── Extracted information

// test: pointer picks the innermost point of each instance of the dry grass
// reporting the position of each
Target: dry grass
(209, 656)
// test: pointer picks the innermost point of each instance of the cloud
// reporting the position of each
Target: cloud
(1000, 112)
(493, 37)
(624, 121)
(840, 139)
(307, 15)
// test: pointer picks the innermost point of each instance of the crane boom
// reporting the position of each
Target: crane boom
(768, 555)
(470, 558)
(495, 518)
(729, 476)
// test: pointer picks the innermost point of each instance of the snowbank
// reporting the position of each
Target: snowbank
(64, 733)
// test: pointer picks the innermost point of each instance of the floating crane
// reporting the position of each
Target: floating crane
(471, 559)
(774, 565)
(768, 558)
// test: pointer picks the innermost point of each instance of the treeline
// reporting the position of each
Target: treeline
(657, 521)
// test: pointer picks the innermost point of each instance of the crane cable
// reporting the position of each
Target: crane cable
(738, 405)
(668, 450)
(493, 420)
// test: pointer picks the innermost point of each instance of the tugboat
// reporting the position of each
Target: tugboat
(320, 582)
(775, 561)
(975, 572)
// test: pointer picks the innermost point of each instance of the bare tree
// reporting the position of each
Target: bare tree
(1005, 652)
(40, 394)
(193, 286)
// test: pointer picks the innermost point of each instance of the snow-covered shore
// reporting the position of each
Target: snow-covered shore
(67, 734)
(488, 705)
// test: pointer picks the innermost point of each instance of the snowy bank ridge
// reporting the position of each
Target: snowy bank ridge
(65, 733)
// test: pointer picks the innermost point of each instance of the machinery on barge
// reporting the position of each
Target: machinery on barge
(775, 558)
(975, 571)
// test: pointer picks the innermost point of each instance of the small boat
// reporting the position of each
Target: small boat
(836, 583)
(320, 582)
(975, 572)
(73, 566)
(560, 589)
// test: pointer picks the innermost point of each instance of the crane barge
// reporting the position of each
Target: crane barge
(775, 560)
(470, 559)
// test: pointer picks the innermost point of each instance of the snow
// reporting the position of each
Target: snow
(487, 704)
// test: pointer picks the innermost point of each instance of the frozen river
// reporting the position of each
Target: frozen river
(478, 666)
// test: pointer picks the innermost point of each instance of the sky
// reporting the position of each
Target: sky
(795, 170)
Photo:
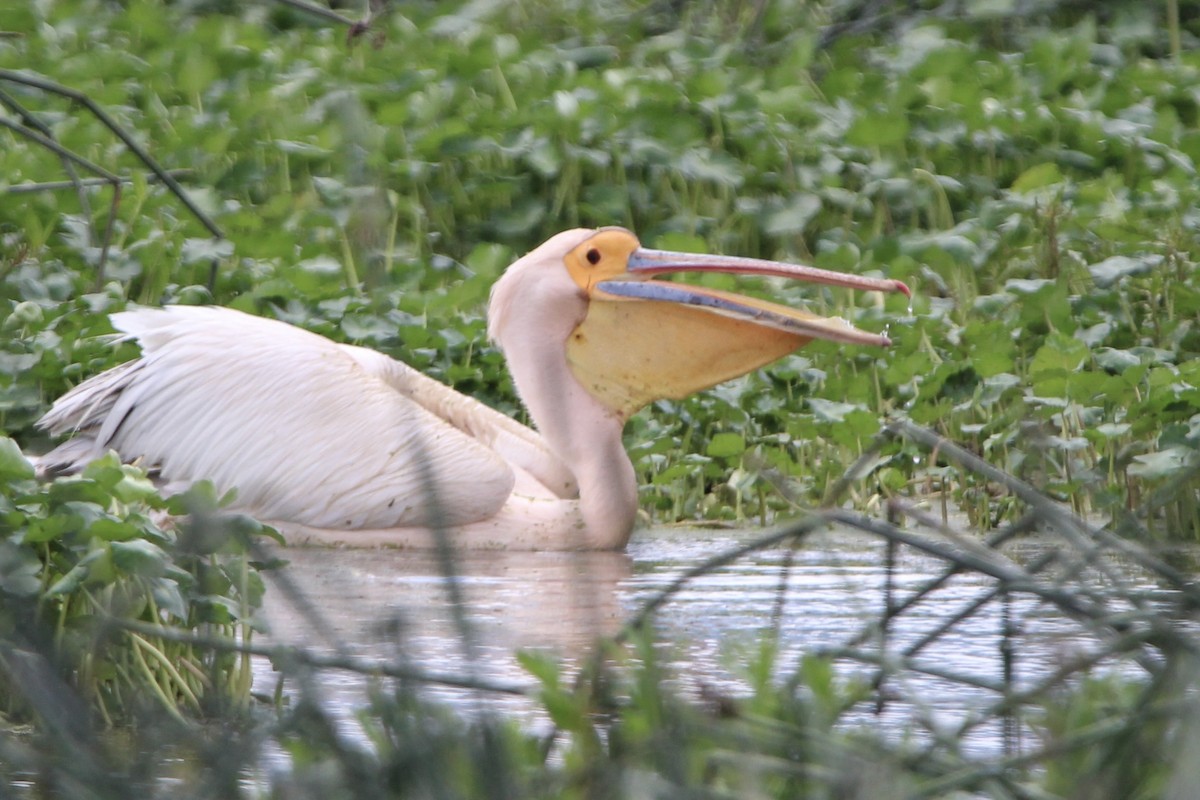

────

Rewrite all the items above with every "Target" changed to "Object" and nothing else altered. Leave the picture out of your answer.

// test: pointer picks the innermost point of each instance of the dry grass
// reporting the position of each
Object: dry grass
(209, 656)
// test: pointer picks the innermost point of each instance of the cloud
// reporting the position of each
Object: cloud
(1000, 112)
(493, 37)
(624, 121)
(840, 139)
(307, 15)
// test: pointer picks the innermost point of each instance of the crane boom
// reporting the position of each
Object: crane boom
(768, 555)
(470, 558)
(495, 518)
(729, 476)
// test: pointer picks the innermost point of each instance of the snowbank
// reporting the position of each
Object: snowbank
(64, 733)
// test: pointer picks the innermost point of each instance of the floating crane
// reporting the position of each
Object: floating crane
(471, 559)
(774, 565)
(768, 558)
// test: pointer picks the innermost point of each instance of the treeline
// reporting the position of each
Object: treeline
(657, 521)
// test: pointer picks the innermost point of each instance of the crane cable
// reporting the position of each
Object: crane cable
(738, 405)
(668, 450)
(493, 420)
// test: pointer picks the innermost point of each instance of the tugboat
// reporting the position of each
Object: tugboat
(320, 582)
(775, 561)
(975, 572)
// test: pointer picks the innermost point of each instance of the bare tree
// reporting the position of each
Object: bare tree
(1005, 652)
(40, 394)
(193, 286)
// test: pointer picks the innermost point of each instance of the snow-covered shore
// reporting the position of each
Object: snow-covered shore
(67, 734)
(488, 705)
// test: pointer picks the innermost point of each instance of the snowy bank ridge
// reporting the position of each
Object: snowy bank ridge
(65, 733)
// test: pointer picks the innermost point of each instance of the machinery on barge
// reporting the position of each
Object: machinery on barge
(775, 558)
(975, 571)
// test: pointer picks the innermost point of each instance of the small boat
// reporting the position of each
Object: small boat
(836, 583)
(320, 582)
(975, 572)
(73, 566)
(560, 589)
// test: pointer picks the innermost point of each instance of the crane barge
// reporting the position of each
Object: crane barge
(775, 560)
(470, 559)
// test: pointer picks the innermost point of each instance of the snow
// reporting the position of each
Object: snow
(487, 704)
// test: pointer picks the innermost point of each instance of the frozen river
// reporting the position of each
Object: frozen river
(478, 666)
// test: pointer picks the innermost point of each instance of the sky
// reporting the position of each
Object: sky
(795, 170)
Photo:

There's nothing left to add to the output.